(Point labeling examples)
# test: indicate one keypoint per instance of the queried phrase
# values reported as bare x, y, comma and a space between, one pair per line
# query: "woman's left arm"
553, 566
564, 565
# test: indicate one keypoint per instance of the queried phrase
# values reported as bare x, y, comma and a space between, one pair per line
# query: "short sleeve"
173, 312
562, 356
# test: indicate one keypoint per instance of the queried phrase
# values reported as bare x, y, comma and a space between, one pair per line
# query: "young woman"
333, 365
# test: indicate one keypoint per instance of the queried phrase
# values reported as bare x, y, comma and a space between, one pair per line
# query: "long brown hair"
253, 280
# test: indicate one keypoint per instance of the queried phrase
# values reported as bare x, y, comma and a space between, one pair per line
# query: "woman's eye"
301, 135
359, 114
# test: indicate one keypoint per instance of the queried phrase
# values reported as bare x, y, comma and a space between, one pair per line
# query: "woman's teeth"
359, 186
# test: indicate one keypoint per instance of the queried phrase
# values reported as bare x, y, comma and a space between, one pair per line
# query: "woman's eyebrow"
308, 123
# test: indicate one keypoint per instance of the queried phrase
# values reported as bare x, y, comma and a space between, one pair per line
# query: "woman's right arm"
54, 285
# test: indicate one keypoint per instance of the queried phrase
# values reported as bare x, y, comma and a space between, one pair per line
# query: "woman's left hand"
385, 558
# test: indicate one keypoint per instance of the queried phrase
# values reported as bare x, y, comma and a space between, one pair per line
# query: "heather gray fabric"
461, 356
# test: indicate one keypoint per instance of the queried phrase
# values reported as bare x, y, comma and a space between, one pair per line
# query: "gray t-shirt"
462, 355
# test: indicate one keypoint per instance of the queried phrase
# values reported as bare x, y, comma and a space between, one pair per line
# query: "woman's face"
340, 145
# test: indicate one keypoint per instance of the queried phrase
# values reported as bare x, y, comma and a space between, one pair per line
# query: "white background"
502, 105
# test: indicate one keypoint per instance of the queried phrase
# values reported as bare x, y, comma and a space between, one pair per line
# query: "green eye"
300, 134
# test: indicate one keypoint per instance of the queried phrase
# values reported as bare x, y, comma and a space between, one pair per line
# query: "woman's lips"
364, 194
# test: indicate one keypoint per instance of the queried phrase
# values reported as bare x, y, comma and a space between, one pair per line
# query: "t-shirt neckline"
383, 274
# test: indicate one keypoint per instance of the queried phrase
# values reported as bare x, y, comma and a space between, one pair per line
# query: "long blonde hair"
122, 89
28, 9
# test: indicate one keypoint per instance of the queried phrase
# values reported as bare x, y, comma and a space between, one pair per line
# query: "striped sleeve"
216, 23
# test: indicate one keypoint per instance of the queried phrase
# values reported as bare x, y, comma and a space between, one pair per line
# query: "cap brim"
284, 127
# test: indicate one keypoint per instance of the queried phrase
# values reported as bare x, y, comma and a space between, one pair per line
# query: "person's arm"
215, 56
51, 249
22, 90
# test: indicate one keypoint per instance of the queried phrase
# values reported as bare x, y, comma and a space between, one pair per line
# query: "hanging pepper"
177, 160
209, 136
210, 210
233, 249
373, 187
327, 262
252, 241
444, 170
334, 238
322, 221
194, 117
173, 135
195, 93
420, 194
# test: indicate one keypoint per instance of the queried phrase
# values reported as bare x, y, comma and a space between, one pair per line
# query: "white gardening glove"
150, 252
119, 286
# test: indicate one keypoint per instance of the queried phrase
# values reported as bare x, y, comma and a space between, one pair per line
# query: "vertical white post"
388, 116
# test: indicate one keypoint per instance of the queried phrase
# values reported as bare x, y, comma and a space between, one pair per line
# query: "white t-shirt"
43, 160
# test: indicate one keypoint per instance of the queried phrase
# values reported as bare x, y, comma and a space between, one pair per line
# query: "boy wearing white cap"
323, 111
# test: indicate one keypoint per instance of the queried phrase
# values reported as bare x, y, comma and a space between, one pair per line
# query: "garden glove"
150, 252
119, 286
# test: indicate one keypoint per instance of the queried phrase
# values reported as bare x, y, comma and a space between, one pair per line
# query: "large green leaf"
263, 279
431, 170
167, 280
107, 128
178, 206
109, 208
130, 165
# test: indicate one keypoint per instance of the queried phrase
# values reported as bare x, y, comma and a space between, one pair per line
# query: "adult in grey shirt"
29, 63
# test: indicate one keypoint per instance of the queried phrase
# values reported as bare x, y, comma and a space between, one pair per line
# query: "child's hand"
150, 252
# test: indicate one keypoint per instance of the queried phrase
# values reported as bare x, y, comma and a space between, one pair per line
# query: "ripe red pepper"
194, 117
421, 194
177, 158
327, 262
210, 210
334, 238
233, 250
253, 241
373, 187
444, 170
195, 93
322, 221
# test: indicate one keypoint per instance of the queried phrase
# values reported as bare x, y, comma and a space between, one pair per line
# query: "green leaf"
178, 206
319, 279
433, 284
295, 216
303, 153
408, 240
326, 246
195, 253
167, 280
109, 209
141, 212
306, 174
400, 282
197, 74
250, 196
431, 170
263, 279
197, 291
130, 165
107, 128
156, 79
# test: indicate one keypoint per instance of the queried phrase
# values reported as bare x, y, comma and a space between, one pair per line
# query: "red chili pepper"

Problem to work on.
Your task is to reproduce all of the records exactly.

The reply.
# test: indicate one keypoint per instance of the queried phrase
# values reported as bare x, y, comma and a space between, one pair per line
# query: "woman's left arm"
553, 566
564, 565
# test: indicate one keypoint per instance of the queried phrase
# values reported as bare x, y, comma and a space between, one pair per line
# query: "short sleeve"
173, 312
562, 356
# test: indicate one keypoint per instance of the queried phrase
# values reported as bare x, y, comma and a space between, one pair per line
# query: "young woman"
333, 365
# test: indicate one keypoint per instance of the queried phrase
# values reported as bare x, y, comma and a space between, one pair per line
# query: "long brown hair"
253, 280
# test: indicate one keypoint per instance of the queried phrase
# values reported as bare x, y, comma and a space between, one pair per line
# query: "woman's eye"
301, 135
359, 114
# test: indicate one keypoint per instance of the queried phrase
# values reported as bare x, y, comma and a space between, one pair per line
# query: "woman's teeth"
359, 186
# test: indicate one keypoint per instance of the queried phrase
# values reported as bare x, y, comma and a space between, one pair per line
# query: "woman's eyebrow"
308, 123
# test: indicate one keypoint per instance of the queried phrase
# values reported as bare x, y, comma and a space between, one pair per line
# query: "woman's right arm"
54, 285
# test: indicate one keypoint per instance of the queried phrase
# values reported as bare x, y, comma and a space between, one pair per line
# query: "woman's left hand"
385, 558
# test: indicate one keypoint per instance of the queried phrase
# values reported as bare x, y, comma and a space between, one pair per line
# query: "heather gray fabric"
461, 356
# test: indicate one keypoint per instance of the queried phrase
# values reported as bare x, y, comma and a space between, one pair per line
# query: "gray t-shirt"
462, 355
# test: indicate one keypoint per instance of the queried phrase
# values reported as bare x, y, comma and a space between, one pair per line
# query: "woman's face"
340, 145
# test: indicate one keypoint per instance of the queried phrase
# values reported as bare x, y, comma and a space between, one pair per line
# query: "white background"
502, 105
# test: indicate one keypoint per instance of the queried phrase
# values reported as bare x, y, comma and a space between, one pair per line
# query: "green eye"
300, 134
# test: indicate one keypoint per instance of the queried phrase
# values reported as bare x, y, comma and a space between, one pair per line
# query: "woman's lips"
364, 194
# test: indicate one keypoint per instance of the queried phrase
# values reported as bare x, y, comma and a space between, one pair per line
# query: "t-shirt neckline"
383, 274
# test: indicate one keypoint per instance of the queried phrase
# values reported as bare x, y, comma and a space between, one pair per line
# query: "long blonde hair"
122, 89
28, 9
# test: indicate one keypoint per instance of the queried phrase
# values reported as bare x, y, comma and a space between, one pair per line
# query: "striped sleeve"
216, 23
# test: indicate one keypoint per instance of the queried phrase
# values reported as bare x, y, comma and a space between, one pair per line
# query: "cap brim"
284, 127
# test: indicate one keypoint per instance of the queried phrase
# values reported as bare x, y, comma and a space between, one pair per line
# query: "person's arm"
215, 56
51, 249
22, 90
# test: indicate one keypoint per instance of the queried phrase
# values reported as bare x, y, comma and a space between, one pair per line
# query: "hanging pepper"
177, 160
209, 136
210, 210
233, 249
373, 187
327, 262
252, 241
444, 170
334, 238
322, 221
194, 117
173, 135
195, 93
420, 194
# test: indicate one keypoint per instance of the queried phrase
# values reported as bare x, y, comma and a space between, one pair per line
# query: "white gardening glove"
150, 252
119, 286
# test: indicate one keypoint per instance of the queried phrase
# values reported as bare x, y, comma and a space between, one pair per line
# query: "vertical white post"
388, 116
# test: indicate one keypoint per instance of the queried phrase
# values reported as bare x, y, comma and a space between, one pair per line
# query: "white t-shirt"
43, 160
# test: indicate one keypoint per instance of the queried phrase
# values reported as bare x, y, comma and a space between, one pair per line
# query: "boy wearing white cap"
323, 111
# test: indicate one keypoint per instance of the queried phrase
# values reported as bare x, y, comma and a space between, one pair per line
# query: "garden glove"
150, 252
119, 286
# test: indicate one keypoint per instance of the queried phrase
# values reported as bare x, y, comma and a space between, one pair per line
# query: "large green leaf"
263, 279
431, 170
167, 280
107, 128
178, 206
109, 208
130, 165
# test: indicate one keypoint per instance of the queried phrase
# values reported as bare x, y, comma and a space between, one pair per line
# query: "adult in grey shirt"
29, 63
# test: indicate one keypoint per instance of the queried phrase
# values reported as bare x, y, comma and a space between, one pair per line
# query: "child's hand"
150, 252
# test: indicate one keypoint per instance of the queried phrase
# values reported as bare x, y, comma and a space between, one pair per line
# query: "ripe red pepper"
194, 117
421, 194
177, 158
327, 262
210, 210
334, 238
233, 250
253, 241
373, 187
444, 170
195, 93
322, 221
# test: indicate one keypoint per instance of the queried phrase
# values reported as bare x, y, comma and a space between, one pair per line
# query: "green leaf"
178, 206
319, 279
433, 284
295, 216
303, 153
408, 240
326, 246
195, 253
167, 280
109, 209
141, 212
306, 174
400, 282
197, 74
250, 196
431, 170
263, 279
197, 291
130, 165
107, 128
156, 79
# test: indicate one keypoint per instance of the queried phrase
# values reported as bare x, y, comma and a space between, one pair per line
# query: "red chili pepper"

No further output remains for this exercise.